OBJECTIVE –
Convert the records below into a numbered list, leaving out blank lines. Start at the line that contains "In the picture above, where can the arched" and continue through the end of the records, with both ends included.

SOURCE RECORDS –
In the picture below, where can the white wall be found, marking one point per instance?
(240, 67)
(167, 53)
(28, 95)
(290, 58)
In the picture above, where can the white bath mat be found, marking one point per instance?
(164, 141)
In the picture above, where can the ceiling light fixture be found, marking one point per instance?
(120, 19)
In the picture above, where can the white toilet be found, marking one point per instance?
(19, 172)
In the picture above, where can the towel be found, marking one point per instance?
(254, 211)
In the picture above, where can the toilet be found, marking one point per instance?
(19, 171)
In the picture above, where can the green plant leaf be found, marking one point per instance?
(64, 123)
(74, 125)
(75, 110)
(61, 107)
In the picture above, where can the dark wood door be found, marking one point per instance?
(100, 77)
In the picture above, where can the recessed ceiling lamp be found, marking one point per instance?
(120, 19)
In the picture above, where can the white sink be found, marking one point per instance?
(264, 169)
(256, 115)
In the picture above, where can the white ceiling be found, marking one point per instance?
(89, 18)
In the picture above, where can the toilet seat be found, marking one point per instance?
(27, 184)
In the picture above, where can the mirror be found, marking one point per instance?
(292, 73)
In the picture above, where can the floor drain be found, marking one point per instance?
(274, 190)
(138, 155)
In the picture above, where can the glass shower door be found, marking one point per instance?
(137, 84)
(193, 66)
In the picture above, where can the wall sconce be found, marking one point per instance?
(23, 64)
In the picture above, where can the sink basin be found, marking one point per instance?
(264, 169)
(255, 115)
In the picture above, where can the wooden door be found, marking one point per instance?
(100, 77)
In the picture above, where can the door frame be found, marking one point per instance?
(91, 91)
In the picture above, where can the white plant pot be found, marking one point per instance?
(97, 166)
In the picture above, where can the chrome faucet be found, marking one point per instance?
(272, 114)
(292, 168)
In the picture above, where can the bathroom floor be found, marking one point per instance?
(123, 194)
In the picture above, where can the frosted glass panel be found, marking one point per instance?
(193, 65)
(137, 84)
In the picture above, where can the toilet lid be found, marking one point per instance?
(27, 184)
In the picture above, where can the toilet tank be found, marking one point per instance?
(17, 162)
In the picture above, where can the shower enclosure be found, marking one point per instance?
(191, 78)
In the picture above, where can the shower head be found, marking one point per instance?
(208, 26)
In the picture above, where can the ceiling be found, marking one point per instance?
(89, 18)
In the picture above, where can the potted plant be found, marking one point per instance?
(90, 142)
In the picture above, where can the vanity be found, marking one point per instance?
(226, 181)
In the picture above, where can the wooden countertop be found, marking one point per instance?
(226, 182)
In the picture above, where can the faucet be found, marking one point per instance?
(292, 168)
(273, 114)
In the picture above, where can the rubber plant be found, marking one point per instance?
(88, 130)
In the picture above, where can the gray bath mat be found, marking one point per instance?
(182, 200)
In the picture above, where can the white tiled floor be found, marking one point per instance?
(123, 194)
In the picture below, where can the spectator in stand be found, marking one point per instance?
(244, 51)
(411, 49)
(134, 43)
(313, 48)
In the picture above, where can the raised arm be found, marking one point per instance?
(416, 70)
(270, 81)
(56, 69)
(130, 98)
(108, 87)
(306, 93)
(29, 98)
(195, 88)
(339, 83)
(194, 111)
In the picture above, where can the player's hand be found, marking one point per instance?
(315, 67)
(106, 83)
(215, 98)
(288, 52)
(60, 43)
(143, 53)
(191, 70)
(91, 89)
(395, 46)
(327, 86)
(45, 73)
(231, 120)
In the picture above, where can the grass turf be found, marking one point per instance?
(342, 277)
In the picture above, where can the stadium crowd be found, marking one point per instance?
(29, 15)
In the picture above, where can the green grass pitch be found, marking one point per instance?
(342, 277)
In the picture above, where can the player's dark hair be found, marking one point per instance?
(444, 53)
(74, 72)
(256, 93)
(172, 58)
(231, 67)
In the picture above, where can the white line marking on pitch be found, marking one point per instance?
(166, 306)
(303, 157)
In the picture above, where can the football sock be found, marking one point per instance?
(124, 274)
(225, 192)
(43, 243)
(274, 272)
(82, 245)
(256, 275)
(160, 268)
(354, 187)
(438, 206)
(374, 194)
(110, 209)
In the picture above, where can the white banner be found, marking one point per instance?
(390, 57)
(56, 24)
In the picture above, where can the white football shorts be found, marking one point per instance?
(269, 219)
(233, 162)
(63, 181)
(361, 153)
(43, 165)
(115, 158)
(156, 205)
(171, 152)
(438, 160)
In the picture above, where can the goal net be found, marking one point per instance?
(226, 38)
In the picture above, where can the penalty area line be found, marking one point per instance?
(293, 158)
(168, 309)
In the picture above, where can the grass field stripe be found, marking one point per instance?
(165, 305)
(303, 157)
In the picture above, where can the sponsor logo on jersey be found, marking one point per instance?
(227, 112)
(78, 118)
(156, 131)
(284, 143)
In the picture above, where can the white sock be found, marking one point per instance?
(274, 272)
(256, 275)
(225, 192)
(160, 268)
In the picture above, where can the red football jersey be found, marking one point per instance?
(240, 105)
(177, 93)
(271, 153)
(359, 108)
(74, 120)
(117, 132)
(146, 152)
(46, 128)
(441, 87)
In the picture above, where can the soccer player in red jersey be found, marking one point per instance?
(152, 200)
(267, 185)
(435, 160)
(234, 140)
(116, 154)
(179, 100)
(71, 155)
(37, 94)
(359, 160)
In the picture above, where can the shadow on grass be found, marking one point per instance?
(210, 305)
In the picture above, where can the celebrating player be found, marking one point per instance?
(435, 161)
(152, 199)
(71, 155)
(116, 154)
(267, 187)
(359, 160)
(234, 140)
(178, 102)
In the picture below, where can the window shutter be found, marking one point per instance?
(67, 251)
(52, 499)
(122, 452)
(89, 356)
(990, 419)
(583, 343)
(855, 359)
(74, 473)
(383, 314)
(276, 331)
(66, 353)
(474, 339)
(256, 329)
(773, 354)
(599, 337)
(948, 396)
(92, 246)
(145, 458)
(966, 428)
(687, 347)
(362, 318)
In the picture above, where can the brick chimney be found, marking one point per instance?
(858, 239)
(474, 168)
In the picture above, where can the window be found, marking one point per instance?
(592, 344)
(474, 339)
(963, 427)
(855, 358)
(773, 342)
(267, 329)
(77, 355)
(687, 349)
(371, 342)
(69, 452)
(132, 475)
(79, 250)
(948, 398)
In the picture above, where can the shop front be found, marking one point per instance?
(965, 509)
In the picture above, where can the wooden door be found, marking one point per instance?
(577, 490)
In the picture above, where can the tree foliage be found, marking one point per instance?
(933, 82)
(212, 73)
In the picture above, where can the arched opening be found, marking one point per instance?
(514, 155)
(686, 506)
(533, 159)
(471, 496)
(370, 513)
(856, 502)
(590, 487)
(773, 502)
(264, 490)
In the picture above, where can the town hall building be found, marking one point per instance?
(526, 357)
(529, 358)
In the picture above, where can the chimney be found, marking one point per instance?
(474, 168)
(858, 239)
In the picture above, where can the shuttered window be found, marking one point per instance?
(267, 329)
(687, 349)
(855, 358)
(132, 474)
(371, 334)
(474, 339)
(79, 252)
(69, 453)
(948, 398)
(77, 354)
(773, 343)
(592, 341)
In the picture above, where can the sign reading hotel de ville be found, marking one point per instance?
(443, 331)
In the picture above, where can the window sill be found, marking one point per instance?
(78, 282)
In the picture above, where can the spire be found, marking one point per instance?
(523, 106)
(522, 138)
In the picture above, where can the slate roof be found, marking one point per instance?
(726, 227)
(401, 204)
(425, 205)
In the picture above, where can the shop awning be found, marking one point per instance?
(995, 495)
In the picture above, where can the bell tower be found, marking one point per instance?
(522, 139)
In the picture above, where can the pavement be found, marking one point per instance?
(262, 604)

EXERCISE SOLUTION –
1. In the picture above, where can the arched opening be found, marking one point per instance?
2. (514, 155)
3. (686, 506)
4. (533, 159)
5. (471, 496)
6. (370, 513)
7. (856, 502)
8. (590, 487)
9. (773, 502)
10. (264, 490)
11. In the picture above, where can the town hall building be found, marking one point per instance?
12. (526, 357)
13. (529, 358)
14. In the picture above, where can the chimney be found, marking one point per instance?
15. (474, 168)
16. (858, 239)
17. In the picture above, where can the shuttered window be found, marking one point per instance?
18. (267, 329)
19. (687, 349)
20. (855, 358)
21. (132, 474)
22. (371, 334)
23. (474, 339)
24. (79, 252)
25. (69, 453)
26. (948, 398)
27. (77, 354)
28. (773, 343)
29. (592, 341)
30. In the picture above, where can the sign reading hotel de ville be found, marking one point per instance?
31. (443, 331)
32. In the picture above, where can the window sill be found, marking one point per instance?
33. (78, 282)
34. In the picture above, where can the spire be found, marking one point per instance?
35. (523, 106)
36. (522, 138)
37. In the picture above, where can the slate roof be found, marking one point per instance?
38. (726, 227)
39. (401, 204)
40. (425, 205)
41. In the picture above, where can the shop awning be found, marking one point per instance?
42. (995, 495)
43. In the picture above, where can the bell tower be found, marking one point per instance?
44. (522, 139)
45. In the picture above, where can the pavement be found, marking one point per instance?
46. (262, 604)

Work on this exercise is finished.